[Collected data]
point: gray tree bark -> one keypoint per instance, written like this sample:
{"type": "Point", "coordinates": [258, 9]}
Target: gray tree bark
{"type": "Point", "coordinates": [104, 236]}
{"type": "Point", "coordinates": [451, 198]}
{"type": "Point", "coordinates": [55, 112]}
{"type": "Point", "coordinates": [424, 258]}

- [Description of the task]: Nothing in the records above may differ in your copy; retype them in full.

- [Answer for this exercise]:
point: gray tree bark -> one keypoint per instance, written like this sample:
{"type": "Point", "coordinates": [258, 9]}
Target: gray tree bark
{"type": "Point", "coordinates": [104, 236]}
{"type": "Point", "coordinates": [451, 198]}
{"type": "Point", "coordinates": [55, 112]}
{"type": "Point", "coordinates": [424, 258]}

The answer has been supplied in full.